__Directive__
Return every line from the entries below that contains the string "statue".

(Location identification entries)
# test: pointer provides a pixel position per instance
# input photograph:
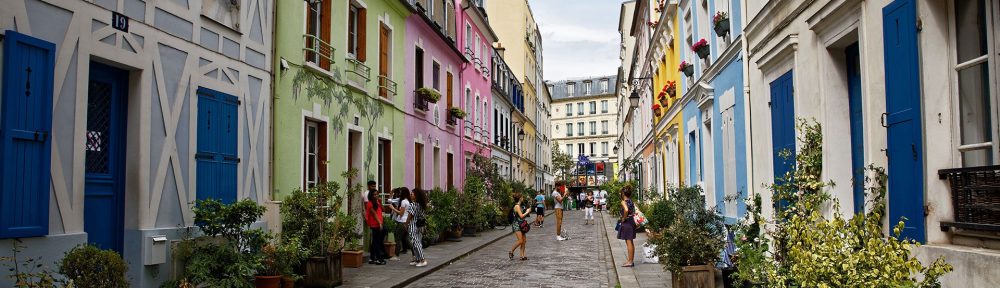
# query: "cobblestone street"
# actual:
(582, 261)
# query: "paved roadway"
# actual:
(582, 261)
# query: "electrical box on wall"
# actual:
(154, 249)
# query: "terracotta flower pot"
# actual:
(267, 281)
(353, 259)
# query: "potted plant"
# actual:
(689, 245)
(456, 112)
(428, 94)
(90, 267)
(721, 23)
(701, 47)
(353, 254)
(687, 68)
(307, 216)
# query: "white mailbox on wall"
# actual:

* * *

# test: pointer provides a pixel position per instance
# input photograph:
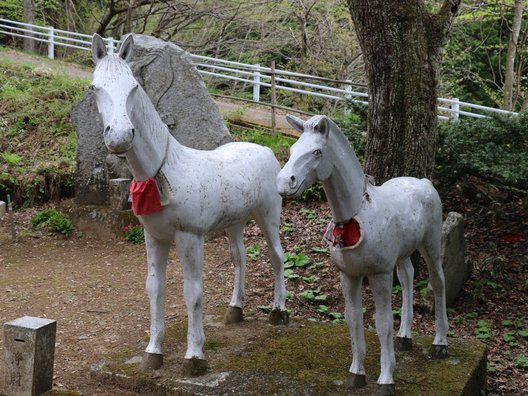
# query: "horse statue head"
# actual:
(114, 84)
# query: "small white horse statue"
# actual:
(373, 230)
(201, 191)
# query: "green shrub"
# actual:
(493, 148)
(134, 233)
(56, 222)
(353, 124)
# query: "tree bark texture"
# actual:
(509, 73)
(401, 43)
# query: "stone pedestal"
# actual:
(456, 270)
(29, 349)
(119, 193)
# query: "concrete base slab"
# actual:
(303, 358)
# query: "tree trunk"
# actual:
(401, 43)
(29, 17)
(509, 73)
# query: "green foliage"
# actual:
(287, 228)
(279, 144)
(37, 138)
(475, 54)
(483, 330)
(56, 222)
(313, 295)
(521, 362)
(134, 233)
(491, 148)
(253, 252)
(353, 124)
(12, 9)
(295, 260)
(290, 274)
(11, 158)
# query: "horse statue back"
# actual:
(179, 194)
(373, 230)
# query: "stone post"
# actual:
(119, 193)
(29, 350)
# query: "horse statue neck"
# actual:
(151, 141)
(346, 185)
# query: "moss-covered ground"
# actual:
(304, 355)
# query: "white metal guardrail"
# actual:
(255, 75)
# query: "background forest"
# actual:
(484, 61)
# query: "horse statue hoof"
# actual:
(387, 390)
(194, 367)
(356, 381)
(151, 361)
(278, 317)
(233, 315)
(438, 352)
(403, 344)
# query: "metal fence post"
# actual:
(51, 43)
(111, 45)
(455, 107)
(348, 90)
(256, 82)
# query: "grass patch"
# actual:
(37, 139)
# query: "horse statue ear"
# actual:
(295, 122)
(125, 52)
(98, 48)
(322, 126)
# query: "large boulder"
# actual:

...

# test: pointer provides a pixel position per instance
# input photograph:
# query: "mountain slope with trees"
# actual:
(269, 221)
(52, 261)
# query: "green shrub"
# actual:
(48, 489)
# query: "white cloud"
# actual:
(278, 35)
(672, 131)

__Exercise result__
# query: "horse statue head"
# query: "small white horse statue"
# query: "horse statue back"
# query: "horse statue neck"
# query: "horse statue hoof"
# query: "horse statue ear"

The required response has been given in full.